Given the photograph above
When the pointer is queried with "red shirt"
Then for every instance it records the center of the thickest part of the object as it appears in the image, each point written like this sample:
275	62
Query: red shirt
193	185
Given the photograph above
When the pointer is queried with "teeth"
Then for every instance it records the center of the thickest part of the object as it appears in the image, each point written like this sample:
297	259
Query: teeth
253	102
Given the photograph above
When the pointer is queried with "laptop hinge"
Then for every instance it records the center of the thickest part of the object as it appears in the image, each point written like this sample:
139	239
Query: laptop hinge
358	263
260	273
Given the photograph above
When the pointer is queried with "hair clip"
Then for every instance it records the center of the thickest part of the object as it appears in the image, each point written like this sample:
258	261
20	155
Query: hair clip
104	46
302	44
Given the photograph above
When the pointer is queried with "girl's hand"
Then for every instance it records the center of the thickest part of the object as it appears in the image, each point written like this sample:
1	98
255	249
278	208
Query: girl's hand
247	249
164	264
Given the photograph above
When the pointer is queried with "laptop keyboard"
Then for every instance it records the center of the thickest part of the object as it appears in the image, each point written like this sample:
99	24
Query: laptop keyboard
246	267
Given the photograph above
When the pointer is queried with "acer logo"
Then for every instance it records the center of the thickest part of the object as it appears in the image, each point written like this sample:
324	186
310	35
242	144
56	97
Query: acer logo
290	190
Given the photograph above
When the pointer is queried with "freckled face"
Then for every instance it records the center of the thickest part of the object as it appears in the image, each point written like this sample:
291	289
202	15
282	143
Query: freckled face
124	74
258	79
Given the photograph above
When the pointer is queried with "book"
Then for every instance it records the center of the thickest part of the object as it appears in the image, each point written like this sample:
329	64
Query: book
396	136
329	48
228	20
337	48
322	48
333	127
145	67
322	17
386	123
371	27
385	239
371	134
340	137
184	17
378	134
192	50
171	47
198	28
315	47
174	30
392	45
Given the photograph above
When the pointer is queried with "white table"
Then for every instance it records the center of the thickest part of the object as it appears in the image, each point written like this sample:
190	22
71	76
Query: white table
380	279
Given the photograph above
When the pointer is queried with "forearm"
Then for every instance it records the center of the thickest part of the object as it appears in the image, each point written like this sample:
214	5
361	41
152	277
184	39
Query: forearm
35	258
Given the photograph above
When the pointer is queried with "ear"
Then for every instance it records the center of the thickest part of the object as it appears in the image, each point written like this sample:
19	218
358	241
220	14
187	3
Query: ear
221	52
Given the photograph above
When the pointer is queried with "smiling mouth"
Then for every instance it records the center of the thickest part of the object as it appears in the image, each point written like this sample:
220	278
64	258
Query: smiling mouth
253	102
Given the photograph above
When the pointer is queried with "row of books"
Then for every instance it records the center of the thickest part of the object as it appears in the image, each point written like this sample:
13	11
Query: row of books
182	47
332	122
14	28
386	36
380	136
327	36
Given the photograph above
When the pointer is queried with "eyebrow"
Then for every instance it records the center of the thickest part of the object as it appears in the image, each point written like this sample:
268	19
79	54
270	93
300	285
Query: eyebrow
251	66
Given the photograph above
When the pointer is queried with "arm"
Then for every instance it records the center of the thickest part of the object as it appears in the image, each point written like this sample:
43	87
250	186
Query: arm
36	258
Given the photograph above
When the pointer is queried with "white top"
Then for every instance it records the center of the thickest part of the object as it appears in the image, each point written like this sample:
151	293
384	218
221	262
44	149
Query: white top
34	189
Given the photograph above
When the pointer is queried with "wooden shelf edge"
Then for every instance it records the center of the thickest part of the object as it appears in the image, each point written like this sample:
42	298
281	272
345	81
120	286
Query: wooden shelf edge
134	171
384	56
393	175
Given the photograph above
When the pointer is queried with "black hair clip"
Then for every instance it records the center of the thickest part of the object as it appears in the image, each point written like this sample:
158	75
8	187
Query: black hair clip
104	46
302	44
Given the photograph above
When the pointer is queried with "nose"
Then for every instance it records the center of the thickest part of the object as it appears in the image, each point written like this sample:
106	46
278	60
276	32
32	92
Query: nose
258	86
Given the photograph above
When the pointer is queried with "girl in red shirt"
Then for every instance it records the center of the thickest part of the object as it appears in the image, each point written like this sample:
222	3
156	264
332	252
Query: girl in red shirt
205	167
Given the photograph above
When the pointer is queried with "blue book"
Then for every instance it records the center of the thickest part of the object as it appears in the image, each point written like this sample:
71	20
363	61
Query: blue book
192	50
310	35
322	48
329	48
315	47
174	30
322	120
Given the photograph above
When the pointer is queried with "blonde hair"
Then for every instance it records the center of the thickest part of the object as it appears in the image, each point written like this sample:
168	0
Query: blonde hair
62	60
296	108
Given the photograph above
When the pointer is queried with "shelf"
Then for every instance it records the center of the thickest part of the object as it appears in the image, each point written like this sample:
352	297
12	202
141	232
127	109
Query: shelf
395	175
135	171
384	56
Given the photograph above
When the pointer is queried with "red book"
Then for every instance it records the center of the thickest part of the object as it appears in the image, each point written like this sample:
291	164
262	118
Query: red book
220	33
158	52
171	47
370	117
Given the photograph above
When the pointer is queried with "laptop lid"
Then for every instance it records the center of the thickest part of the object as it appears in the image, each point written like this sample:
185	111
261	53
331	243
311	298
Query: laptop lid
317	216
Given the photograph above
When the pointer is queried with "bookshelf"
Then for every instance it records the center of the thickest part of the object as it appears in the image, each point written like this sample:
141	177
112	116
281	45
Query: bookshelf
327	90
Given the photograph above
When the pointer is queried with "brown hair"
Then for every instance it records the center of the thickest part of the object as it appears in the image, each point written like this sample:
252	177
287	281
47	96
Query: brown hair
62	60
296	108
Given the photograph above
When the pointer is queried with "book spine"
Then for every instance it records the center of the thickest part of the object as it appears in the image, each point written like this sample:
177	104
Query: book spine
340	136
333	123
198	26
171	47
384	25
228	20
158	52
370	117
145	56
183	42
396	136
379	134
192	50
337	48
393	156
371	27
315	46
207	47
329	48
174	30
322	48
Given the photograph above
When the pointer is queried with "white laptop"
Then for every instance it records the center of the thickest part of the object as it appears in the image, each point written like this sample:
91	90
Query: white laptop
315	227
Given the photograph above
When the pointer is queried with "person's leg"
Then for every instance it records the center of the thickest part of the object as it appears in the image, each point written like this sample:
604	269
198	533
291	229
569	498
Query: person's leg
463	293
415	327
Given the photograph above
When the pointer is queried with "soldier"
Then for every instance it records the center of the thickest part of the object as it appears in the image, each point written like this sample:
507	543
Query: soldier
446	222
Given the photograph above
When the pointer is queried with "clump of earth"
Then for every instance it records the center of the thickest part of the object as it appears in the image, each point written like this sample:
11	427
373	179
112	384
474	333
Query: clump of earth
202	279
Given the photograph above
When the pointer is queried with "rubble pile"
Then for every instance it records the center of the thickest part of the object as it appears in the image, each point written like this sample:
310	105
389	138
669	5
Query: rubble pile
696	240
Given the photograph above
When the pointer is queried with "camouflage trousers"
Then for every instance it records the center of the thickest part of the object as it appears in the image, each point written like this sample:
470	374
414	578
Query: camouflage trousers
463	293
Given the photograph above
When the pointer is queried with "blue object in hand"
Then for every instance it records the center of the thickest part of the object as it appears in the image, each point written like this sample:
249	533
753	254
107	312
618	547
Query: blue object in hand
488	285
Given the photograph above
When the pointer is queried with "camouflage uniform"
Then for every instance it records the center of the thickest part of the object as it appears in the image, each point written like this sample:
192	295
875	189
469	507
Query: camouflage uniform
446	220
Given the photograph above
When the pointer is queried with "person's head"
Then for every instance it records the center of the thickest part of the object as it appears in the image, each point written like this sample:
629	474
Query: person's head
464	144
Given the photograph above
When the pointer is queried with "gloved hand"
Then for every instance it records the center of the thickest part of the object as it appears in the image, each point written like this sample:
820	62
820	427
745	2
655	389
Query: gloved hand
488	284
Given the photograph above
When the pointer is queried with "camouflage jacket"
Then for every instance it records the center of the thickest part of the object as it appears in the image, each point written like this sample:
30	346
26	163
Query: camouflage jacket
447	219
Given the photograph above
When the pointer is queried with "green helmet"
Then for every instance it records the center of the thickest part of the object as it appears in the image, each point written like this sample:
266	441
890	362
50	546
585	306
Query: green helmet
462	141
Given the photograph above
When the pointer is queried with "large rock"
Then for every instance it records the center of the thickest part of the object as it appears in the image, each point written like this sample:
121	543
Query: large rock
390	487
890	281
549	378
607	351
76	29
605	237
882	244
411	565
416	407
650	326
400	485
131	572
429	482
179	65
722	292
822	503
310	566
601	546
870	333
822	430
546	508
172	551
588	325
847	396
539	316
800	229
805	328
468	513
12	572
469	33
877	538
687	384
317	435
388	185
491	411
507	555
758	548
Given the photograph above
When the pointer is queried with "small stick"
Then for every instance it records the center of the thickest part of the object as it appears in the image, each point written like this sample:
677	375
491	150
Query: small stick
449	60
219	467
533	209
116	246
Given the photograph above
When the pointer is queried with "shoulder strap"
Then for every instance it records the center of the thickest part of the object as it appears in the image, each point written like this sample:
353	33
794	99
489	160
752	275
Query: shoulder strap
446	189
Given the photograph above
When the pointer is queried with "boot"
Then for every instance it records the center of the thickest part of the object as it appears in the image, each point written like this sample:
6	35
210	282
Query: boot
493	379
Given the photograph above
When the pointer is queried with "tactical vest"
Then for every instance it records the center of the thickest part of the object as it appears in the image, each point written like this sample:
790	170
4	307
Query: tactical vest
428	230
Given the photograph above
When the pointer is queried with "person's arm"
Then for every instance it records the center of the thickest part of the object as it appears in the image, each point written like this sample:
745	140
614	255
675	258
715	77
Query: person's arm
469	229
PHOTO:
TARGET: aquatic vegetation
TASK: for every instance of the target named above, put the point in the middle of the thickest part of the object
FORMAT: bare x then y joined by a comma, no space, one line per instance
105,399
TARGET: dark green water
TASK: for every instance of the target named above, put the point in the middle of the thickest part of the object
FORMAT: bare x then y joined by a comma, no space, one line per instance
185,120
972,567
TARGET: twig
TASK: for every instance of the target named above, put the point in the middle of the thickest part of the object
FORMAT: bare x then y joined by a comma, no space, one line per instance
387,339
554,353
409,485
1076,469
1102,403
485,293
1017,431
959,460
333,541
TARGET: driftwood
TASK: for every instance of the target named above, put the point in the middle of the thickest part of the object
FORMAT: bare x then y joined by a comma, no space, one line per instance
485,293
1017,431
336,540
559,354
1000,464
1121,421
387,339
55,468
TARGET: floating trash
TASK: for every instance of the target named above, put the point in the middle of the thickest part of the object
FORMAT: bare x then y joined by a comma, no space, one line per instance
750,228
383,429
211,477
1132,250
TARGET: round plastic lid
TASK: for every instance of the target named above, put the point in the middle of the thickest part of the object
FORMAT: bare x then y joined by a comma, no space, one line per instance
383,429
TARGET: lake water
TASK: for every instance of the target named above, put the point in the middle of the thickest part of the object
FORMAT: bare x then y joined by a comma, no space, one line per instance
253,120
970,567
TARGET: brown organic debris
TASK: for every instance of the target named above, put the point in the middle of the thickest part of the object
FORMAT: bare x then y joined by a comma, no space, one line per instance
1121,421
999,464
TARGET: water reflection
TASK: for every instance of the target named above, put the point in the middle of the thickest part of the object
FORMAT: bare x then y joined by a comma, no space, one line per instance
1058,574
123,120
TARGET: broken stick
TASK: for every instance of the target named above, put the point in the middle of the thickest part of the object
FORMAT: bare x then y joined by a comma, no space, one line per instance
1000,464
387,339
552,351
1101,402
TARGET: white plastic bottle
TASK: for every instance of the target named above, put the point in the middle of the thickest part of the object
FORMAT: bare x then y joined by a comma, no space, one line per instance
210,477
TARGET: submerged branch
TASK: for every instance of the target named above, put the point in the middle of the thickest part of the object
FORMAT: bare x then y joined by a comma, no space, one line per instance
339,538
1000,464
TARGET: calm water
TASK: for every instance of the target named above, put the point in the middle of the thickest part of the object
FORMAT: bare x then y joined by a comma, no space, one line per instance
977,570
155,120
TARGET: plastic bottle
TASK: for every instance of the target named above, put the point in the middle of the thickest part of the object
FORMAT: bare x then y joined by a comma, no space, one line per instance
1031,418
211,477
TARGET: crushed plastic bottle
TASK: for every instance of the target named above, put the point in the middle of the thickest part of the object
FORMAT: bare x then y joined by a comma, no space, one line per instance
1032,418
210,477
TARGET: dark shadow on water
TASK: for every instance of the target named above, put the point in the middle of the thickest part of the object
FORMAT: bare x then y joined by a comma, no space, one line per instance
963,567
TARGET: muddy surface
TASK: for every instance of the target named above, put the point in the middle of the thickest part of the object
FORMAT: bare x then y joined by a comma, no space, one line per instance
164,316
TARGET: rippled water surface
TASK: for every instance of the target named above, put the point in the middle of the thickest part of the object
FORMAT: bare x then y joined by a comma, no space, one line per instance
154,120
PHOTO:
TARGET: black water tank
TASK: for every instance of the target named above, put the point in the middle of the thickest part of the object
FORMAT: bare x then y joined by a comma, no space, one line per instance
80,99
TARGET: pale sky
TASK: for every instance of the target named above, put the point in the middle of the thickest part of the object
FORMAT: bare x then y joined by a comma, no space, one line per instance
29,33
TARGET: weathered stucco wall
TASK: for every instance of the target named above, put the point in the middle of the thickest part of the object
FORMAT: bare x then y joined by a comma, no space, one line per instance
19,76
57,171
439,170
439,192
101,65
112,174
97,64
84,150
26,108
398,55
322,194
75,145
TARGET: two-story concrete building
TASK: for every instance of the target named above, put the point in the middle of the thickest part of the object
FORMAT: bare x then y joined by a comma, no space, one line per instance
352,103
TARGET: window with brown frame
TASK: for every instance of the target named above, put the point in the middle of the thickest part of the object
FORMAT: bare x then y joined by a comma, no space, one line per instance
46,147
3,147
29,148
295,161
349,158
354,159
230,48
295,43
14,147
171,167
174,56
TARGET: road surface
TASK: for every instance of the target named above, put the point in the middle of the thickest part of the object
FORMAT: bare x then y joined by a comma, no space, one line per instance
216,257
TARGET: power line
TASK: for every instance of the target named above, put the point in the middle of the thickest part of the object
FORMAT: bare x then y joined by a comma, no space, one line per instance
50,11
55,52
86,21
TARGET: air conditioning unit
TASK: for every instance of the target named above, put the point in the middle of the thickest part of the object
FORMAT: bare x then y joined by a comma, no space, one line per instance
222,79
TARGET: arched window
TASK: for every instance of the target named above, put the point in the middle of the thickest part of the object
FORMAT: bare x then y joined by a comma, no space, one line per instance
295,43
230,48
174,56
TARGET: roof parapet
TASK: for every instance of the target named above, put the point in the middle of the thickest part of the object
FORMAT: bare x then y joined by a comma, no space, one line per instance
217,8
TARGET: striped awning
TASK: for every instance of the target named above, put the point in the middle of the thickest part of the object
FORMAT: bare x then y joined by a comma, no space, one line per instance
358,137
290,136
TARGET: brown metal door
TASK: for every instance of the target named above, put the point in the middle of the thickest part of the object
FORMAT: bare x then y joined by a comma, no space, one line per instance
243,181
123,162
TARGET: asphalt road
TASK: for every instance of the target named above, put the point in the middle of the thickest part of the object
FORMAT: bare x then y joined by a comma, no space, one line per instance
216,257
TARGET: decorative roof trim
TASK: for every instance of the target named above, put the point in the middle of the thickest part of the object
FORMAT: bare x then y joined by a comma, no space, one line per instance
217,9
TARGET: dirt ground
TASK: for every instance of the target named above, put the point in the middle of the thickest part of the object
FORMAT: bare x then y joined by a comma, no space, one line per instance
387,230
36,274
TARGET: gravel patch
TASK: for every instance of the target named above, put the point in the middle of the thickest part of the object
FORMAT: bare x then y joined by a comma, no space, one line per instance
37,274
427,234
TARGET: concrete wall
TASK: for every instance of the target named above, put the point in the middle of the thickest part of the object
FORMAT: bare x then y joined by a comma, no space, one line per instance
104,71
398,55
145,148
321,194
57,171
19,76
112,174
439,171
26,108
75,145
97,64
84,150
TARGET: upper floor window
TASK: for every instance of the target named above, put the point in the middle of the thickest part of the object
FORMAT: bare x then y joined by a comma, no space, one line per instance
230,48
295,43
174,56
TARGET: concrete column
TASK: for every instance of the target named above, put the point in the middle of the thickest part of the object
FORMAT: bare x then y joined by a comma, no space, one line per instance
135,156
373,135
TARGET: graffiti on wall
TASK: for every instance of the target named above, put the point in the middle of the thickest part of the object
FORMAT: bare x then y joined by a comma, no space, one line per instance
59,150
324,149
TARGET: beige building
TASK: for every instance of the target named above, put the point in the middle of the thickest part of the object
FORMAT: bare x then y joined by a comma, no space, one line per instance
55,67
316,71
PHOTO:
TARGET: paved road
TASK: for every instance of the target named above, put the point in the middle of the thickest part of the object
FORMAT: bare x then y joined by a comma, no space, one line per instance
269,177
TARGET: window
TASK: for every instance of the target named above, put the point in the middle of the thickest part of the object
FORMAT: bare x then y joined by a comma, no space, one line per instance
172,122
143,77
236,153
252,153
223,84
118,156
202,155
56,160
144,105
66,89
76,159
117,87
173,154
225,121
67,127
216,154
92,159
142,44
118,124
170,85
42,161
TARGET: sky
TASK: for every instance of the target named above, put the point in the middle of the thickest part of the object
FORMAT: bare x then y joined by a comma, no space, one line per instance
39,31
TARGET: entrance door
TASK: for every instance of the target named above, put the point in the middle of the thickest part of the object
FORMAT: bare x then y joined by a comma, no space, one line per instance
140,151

DIRECTIONS: Starting with the line that contains "TARGET: sky", print each line through the last one in the listing. Include both end lines and add nothing.

EXPECTED ANSWER:
TARGET: sky
TASK: for every instance of the target named above, put the point in the middle of the thickest part of the object
FORMAT: bare x then y joined by a comma, no space, one line per instance
39,31
TARGET: entrance door
TASK: for every instance of the target named above, put the point in the middle of the thickest part of the object
FORMAT: bare x then y joined by a comma, no space, one line per instance
140,151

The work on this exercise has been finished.